For the listing below, give the number of lines in which "pony" occurs. Add nothing.

----

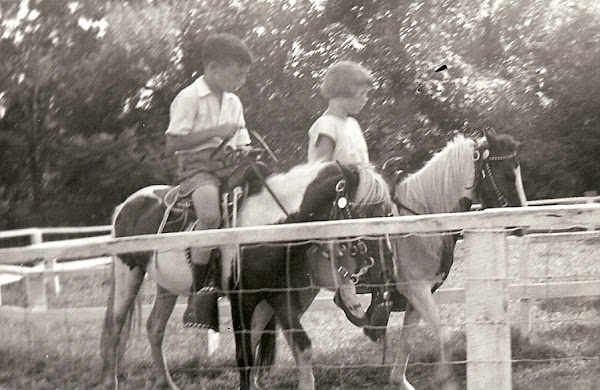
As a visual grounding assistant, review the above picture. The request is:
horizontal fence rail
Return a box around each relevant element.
[0,204,599,264]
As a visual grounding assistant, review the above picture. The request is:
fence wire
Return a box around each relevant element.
[0,227,599,389]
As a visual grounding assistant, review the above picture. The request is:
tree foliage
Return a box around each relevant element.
[0,0,598,228]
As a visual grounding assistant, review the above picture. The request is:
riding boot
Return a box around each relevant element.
[183,251,220,331]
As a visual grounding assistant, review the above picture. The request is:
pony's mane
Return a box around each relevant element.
[264,162,329,189]
[353,166,393,213]
[395,135,475,214]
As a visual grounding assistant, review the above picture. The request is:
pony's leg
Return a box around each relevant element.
[147,284,180,390]
[230,290,260,390]
[389,303,419,390]
[250,300,275,389]
[398,282,458,390]
[101,258,145,389]
[269,294,315,390]
[251,300,275,360]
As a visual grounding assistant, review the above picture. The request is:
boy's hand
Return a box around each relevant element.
[219,123,244,138]
[238,144,254,156]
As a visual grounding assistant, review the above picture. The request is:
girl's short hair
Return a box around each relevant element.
[202,33,253,66]
[320,61,374,99]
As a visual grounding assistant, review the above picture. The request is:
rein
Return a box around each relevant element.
[212,131,290,218]
[395,201,422,216]
[247,158,290,218]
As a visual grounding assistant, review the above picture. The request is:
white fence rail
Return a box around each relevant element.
[0,226,111,307]
[1,204,600,390]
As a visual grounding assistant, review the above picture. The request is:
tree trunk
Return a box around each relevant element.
[28,82,45,224]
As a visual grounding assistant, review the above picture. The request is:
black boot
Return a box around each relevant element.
[183,259,220,331]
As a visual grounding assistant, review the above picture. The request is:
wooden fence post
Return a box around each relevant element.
[45,258,61,295]
[464,230,512,390]
[516,235,531,339]
[30,229,43,246]
[25,271,47,311]
[26,230,47,311]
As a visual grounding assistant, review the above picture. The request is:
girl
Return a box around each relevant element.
[307,61,379,326]
[307,61,373,166]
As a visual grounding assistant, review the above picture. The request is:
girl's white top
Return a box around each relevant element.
[307,114,369,165]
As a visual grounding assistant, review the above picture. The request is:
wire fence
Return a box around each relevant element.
[1,206,599,389]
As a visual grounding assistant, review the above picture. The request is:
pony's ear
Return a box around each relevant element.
[483,127,498,146]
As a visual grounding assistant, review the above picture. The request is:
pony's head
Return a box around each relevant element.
[393,129,526,215]
[298,164,393,326]
[474,128,527,208]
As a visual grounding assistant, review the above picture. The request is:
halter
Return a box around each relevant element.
[472,147,518,208]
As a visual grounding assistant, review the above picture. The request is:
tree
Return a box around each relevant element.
[1,0,598,227]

----

§ **Solved problem**
4